▶ GIVEN INSTRUCTION: Rewrite the records from the start through the line containing "311], [294, 350]]]", including both ends, with 146 added to every x and y coordinate in the polygon outlines. Leave all other text in those lines unchanged.

___ AVAILABLE DATA

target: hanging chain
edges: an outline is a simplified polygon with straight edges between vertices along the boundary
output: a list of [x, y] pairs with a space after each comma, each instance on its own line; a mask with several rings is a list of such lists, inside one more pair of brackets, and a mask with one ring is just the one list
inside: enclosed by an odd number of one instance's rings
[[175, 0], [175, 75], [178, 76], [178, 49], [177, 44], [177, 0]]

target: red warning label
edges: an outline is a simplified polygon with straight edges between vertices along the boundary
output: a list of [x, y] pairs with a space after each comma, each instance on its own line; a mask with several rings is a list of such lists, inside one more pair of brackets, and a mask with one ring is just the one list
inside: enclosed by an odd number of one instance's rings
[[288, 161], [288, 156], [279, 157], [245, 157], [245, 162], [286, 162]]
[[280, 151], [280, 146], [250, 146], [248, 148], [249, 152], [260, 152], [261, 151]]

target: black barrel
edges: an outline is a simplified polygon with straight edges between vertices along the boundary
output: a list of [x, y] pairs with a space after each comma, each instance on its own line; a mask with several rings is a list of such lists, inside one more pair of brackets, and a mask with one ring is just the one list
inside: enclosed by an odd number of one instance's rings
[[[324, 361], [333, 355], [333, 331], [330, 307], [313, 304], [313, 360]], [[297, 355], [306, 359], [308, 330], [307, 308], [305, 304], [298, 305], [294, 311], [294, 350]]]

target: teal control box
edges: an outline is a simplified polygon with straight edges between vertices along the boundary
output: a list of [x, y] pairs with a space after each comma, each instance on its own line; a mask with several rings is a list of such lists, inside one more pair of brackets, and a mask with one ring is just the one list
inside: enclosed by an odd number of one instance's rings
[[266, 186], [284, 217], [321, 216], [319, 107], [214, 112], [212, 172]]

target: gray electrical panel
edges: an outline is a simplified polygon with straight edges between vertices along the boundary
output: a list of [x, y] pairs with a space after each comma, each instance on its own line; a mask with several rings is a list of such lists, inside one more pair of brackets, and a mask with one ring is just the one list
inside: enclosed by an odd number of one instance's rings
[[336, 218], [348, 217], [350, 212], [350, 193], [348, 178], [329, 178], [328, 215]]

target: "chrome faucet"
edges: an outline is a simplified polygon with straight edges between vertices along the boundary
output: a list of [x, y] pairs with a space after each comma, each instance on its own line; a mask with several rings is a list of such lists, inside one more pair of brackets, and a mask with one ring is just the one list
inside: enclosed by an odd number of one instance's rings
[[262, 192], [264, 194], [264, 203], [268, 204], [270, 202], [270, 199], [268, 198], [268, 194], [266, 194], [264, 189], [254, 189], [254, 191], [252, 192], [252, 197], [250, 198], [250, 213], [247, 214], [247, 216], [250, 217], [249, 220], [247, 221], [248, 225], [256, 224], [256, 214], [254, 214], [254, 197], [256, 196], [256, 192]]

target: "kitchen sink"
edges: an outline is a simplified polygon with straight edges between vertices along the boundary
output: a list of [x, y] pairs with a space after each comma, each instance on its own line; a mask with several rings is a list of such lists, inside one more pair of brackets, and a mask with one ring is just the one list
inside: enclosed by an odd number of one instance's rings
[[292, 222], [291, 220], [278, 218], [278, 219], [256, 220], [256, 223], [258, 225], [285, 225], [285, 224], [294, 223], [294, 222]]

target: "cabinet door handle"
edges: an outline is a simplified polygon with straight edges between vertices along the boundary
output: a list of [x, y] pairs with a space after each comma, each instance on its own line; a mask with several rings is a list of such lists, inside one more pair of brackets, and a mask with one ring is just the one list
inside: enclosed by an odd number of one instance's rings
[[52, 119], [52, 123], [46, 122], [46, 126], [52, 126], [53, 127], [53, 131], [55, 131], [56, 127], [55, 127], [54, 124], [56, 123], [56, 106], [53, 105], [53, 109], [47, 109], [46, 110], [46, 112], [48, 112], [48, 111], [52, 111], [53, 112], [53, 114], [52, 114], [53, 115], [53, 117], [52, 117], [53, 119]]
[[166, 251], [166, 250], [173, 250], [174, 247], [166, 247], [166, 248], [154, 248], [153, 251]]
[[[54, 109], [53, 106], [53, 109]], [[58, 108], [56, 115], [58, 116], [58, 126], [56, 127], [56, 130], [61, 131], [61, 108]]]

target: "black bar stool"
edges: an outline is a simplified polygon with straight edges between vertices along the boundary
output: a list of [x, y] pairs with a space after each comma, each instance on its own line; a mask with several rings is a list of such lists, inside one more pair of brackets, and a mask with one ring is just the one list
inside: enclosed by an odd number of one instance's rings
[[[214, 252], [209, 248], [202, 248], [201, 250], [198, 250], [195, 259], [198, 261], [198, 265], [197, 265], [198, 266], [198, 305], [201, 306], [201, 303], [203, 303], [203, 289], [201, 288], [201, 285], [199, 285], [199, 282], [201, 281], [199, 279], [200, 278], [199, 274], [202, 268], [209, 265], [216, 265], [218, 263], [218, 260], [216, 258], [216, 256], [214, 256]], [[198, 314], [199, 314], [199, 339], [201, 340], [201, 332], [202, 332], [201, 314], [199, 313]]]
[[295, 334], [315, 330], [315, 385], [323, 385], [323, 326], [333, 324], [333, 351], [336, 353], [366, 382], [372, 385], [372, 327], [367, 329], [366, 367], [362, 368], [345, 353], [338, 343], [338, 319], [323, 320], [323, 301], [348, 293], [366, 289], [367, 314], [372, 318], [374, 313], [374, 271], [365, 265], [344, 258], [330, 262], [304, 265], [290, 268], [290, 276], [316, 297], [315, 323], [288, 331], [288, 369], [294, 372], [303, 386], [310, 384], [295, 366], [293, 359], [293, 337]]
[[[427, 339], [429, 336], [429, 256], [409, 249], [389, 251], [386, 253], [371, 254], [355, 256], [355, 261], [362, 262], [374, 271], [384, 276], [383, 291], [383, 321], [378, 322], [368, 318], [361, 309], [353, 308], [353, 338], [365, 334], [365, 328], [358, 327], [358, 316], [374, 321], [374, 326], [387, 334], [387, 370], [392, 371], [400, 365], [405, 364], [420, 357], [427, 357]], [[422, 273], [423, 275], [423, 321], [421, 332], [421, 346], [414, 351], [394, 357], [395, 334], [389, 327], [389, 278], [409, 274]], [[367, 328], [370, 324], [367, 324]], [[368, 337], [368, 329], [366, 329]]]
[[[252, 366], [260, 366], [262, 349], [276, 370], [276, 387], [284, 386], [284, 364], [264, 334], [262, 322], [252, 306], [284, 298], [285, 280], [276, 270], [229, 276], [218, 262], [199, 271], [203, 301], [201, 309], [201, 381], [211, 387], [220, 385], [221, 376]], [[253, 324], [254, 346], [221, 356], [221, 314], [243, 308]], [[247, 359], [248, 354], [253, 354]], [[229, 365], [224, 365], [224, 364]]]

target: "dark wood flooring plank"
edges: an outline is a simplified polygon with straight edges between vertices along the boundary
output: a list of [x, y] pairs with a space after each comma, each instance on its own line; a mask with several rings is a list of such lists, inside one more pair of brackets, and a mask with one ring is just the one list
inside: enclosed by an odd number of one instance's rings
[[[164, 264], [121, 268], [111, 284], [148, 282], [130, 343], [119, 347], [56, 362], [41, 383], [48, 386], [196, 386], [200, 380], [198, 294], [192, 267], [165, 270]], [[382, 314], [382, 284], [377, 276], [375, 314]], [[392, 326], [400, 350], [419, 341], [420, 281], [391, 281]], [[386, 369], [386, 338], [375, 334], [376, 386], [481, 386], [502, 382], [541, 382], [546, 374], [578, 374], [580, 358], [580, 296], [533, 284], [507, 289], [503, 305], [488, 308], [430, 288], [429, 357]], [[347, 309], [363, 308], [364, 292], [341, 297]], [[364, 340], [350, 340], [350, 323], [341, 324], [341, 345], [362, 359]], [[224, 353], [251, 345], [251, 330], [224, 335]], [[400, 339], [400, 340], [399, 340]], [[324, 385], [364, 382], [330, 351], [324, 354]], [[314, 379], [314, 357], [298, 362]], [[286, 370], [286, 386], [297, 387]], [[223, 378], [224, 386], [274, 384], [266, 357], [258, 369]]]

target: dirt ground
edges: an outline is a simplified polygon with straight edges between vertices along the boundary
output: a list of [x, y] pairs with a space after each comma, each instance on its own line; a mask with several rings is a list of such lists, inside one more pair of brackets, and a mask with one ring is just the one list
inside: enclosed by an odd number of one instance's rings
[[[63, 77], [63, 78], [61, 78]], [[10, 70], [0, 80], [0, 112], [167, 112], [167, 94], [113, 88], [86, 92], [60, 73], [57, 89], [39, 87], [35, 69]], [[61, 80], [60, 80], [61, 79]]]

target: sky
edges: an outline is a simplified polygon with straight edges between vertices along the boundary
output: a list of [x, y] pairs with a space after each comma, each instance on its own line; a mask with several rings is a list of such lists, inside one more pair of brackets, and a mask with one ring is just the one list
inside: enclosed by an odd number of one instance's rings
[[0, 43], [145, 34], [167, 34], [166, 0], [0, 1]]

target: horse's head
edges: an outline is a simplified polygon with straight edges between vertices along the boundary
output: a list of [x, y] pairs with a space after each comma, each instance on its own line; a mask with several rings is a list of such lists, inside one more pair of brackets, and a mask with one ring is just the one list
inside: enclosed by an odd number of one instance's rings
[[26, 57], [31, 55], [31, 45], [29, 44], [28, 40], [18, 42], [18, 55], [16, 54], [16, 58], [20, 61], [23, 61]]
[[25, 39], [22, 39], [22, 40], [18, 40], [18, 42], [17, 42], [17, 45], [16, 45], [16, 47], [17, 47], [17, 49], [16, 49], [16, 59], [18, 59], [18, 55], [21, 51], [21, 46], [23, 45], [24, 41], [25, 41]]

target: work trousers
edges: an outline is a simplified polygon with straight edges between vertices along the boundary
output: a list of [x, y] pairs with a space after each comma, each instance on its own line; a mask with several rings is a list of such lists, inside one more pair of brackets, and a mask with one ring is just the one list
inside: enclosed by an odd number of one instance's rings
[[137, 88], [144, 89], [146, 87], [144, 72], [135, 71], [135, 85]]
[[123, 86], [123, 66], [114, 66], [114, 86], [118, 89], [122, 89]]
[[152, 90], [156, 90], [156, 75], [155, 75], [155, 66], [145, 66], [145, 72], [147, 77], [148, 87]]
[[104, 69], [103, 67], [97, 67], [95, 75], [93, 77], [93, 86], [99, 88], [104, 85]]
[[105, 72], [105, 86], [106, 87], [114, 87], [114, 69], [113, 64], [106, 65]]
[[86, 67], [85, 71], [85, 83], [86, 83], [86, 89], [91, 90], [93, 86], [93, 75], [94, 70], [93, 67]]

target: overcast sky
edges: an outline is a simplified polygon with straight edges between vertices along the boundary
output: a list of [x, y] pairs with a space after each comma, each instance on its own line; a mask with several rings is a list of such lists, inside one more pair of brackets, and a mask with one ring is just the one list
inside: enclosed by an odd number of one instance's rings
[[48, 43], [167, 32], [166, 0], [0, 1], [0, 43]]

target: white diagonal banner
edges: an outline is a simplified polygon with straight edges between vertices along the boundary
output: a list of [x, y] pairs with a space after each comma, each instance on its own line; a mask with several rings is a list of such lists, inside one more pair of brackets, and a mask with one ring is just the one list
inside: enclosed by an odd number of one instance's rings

______

▶ WRITTEN SOLUTION:
target: hanging chain
edges: an outline is a simplified polygon with straight edges between vertices along the boundary
output: a list of [x, y] pairs with a space after each comma, each instance on its own line; a mask with several rings is a list of such lists, inside one more pair of brackets, and a mask with one ring is just the one list
inside: enclosed by an odd number of one instance's rings
[[321, 146], [321, 221], [324, 222], [324, 195], [323, 190], [323, 146]]

target: red warning label
edges: an outline is a simplified polygon with straight edges between vertices along the boundary
output: a list of [x, y] pairs with a space after each comma, each instance on its own line; a mask with several rings is a list of such lists, inside one more pair of brackets, and a mask with one ring is just the one list
inside: enclosed by an odd number of one instance's rings
[[434, 307], [434, 302], [425, 303], [391, 303], [391, 308], [432, 308]]
[[426, 297], [426, 292], [396, 292], [394, 294], [395, 298], [406, 298], [407, 297]]

target: black barrel
edges: an outline is a simplified polygon with straight edges between vertices along the boundary
output: a list of [x, y] pairs with a space after each comma, each instance on its own line; a mask with several rings is a list of such lists, inside one more pair of brackets, and a mask with one ring is just the one list
inside: enclosed by an odd number of one instance's rings
[[[470, 507], [479, 501], [479, 477], [476, 453], [459, 450], [459, 506]], [[443, 501], [452, 505], [454, 476], [453, 454], [451, 450], [444, 451], [440, 457], [440, 496]]]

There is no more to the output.